Written instruction 1:
Answer these from the post about building a workshop in a National Park, one answer per line, marked to match:
(a) How many network cables does the building have?
(b) What did the building have to be "in keeping" with?
(c) Who would have a say if they thought the work would affect their property values?
Written instruction 2: In the National Park workshop post, put this sentence into Spanish: "In UK, adding an outbuilding in the rear of a property can be done without planning permission provided certain rules are observed."
Written instruction 3: Turn the paragraph of the National Park workshop post beginning "The advice was" into a short bulleted list that keeps its main facts.

Source document:
# # #
# Building my (little) shop in a National Park - Part1



## graham-xrf (Jul 22, 2021)

*It moved on from being a "garden shed"*
For me, a major saga. I have, of course, taken some pictures, and some day, I may try to stitch together the time lapse video. I admit right up front that this is more than a backyard workshop. It is a tax deductable, VAT recoverable, CAD design and development facility (with a view)! Also, it will just happen to have a (new) mill, and a (not so new) lathe, plus various other electronics and science-related stuff lurking within. Fully insulated, with power, water,  and 3 network cables (just in case), it could so easily be misused as a hideout/man cave, whatever. There will, of course, be real design consultancy undertaken, but I was thinking into the future.

*The Rules - the Rules!*
In UK, adding an outbuilding in the rear of a property can be done without planning permission provided certain rules are observed. A bigger place may be sought, which comes with an expensive and awkward planning permission adventure, which most of us want to avoid. BUT .. things get kinda picky when one is in a National Park / Listed Area of Outstanding Natural Beauty / Conservation Area of Special Scientific Interest. Where I am, it might be more than one of those, and could easily ultimately be all three!

We start with the raw site..



The advice was _not_ to get involved with extra planning permissions. It was going to be tough enough to build acceptably in a National Park, and generally, for these, planning permission beyond the guidelines is normally refused, and contested. One cannot just put any old shed. It had to "in keeping" with the other buildings, and properties, and of appropriate durable quality. There have been cases of "restorations" deliberately contrived to shortly become derelict, as a way to more expansive replacement. This all besides that the neighbors would have a say if they thought what I got up to would affect their property values.
# # #
Stored rows:
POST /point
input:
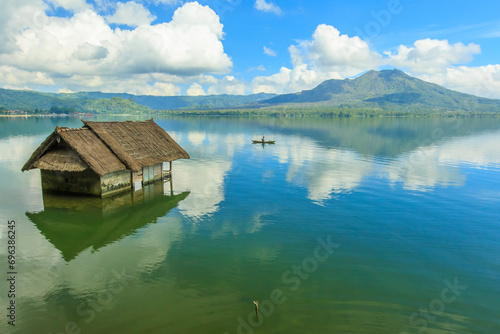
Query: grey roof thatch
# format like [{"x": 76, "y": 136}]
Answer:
[{"x": 106, "y": 147}]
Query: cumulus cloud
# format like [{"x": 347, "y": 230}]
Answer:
[
  {"x": 228, "y": 85},
  {"x": 84, "y": 45},
  {"x": 328, "y": 55},
  {"x": 267, "y": 7},
  {"x": 71, "y": 5},
  {"x": 331, "y": 51},
  {"x": 131, "y": 14},
  {"x": 195, "y": 90},
  {"x": 432, "y": 55},
  {"x": 269, "y": 51}
]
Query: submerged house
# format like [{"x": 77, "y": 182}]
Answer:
[{"x": 103, "y": 158}]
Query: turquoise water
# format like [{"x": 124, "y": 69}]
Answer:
[{"x": 343, "y": 226}]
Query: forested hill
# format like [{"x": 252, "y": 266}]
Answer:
[
  {"x": 31, "y": 100},
  {"x": 387, "y": 89}
]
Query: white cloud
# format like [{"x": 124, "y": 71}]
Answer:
[
  {"x": 195, "y": 90},
  {"x": 14, "y": 77},
  {"x": 131, "y": 14},
  {"x": 71, "y": 5},
  {"x": 329, "y": 50},
  {"x": 267, "y": 7},
  {"x": 269, "y": 51},
  {"x": 432, "y": 55},
  {"x": 328, "y": 55},
  {"x": 84, "y": 46},
  {"x": 228, "y": 85},
  {"x": 157, "y": 89}
]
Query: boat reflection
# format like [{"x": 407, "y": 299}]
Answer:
[{"x": 75, "y": 223}]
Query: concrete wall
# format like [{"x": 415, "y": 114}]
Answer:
[
  {"x": 116, "y": 182},
  {"x": 86, "y": 182},
  {"x": 158, "y": 170}
]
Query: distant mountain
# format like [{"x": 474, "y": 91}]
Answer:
[
  {"x": 387, "y": 89},
  {"x": 30, "y": 100},
  {"x": 391, "y": 90}
]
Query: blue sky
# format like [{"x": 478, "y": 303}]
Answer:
[{"x": 174, "y": 47}]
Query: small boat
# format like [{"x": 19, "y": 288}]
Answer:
[{"x": 263, "y": 142}]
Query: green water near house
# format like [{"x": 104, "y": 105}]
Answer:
[{"x": 343, "y": 226}]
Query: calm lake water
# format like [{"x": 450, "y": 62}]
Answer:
[{"x": 343, "y": 226}]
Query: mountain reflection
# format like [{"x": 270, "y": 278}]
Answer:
[
  {"x": 75, "y": 223},
  {"x": 325, "y": 171}
]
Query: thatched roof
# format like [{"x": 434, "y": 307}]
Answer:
[{"x": 106, "y": 147}]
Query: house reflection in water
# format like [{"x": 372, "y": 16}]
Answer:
[{"x": 75, "y": 223}]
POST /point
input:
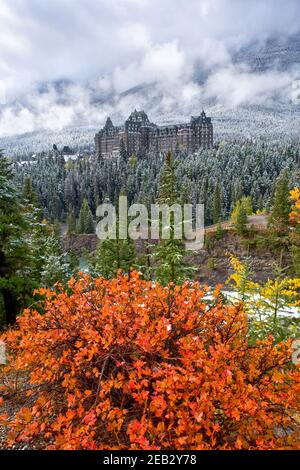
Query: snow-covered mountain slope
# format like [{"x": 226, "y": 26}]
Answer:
[{"x": 253, "y": 95}]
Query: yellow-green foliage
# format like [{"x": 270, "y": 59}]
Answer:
[
  {"x": 246, "y": 204},
  {"x": 263, "y": 302}
]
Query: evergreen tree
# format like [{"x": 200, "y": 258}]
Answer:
[
  {"x": 279, "y": 218},
  {"x": 55, "y": 264},
  {"x": 216, "y": 212},
  {"x": 241, "y": 220},
  {"x": 29, "y": 193},
  {"x": 170, "y": 253},
  {"x": 113, "y": 255},
  {"x": 14, "y": 250},
  {"x": 71, "y": 222},
  {"x": 85, "y": 221}
]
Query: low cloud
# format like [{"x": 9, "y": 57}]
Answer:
[{"x": 68, "y": 63}]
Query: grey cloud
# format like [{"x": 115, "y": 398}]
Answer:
[{"x": 179, "y": 53}]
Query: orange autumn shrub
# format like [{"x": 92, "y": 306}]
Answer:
[{"x": 129, "y": 364}]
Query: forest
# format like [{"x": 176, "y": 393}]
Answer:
[{"x": 135, "y": 353}]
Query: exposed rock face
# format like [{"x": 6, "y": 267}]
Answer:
[{"x": 213, "y": 261}]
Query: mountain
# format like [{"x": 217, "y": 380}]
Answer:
[
  {"x": 281, "y": 53},
  {"x": 250, "y": 97}
]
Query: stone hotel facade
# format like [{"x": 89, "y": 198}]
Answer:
[{"x": 139, "y": 136}]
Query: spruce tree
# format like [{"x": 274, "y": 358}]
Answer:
[
  {"x": 216, "y": 211},
  {"x": 29, "y": 193},
  {"x": 15, "y": 257},
  {"x": 71, "y": 222},
  {"x": 113, "y": 255},
  {"x": 85, "y": 221},
  {"x": 241, "y": 220},
  {"x": 170, "y": 253},
  {"x": 279, "y": 218}
]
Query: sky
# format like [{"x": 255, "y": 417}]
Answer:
[{"x": 179, "y": 51}]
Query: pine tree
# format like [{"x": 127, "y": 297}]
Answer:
[
  {"x": 279, "y": 218},
  {"x": 29, "y": 193},
  {"x": 15, "y": 257},
  {"x": 113, "y": 255},
  {"x": 55, "y": 264},
  {"x": 71, "y": 222},
  {"x": 170, "y": 253},
  {"x": 85, "y": 221},
  {"x": 216, "y": 212},
  {"x": 241, "y": 220}
]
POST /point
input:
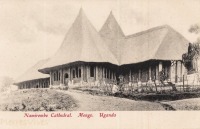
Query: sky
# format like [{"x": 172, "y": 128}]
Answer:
[{"x": 31, "y": 30}]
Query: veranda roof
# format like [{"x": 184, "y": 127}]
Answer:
[
  {"x": 33, "y": 73},
  {"x": 81, "y": 43},
  {"x": 84, "y": 43},
  {"x": 159, "y": 43}
]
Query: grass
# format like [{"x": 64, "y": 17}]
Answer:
[{"x": 36, "y": 100}]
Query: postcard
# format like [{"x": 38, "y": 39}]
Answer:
[{"x": 99, "y": 64}]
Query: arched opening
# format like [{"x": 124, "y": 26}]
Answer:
[
  {"x": 66, "y": 75},
  {"x": 66, "y": 78},
  {"x": 73, "y": 73}
]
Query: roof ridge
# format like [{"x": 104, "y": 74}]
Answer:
[{"x": 147, "y": 31}]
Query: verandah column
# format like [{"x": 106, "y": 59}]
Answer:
[
  {"x": 97, "y": 73},
  {"x": 139, "y": 75},
  {"x": 130, "y": 76},
  {"x": 61, "y": 77},
  {"x": 150, "y": 73},
  {"x": 160, "y": 67},
  {"x": 50, "y": 79}
]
# # #
Exercise answer 1:
(a) 3
(b) The other buildings and properties
(c) The neighbors

Exercise answer 2: En el Reino Unido, añadir una dependencia en la parte trasera de una propiedad puede hacerse sin permiso urbanístico siempre que se respeten ciertas normas.

Exercise answer 3:
- The advice was not to seek extra planning permissions.
- Building acceptably in a National Park was already going to be tough, and planning permission beyond the guidelines is normally refused and contested.
- The building had to be in keeping with the other buildings and properties and of appropriate durable quality.
- Some "restorations" have been deliberately made to become derelict soon, as a route to a larger replacement.
- Neighbors would also have a say if they thought the work would affect their property values.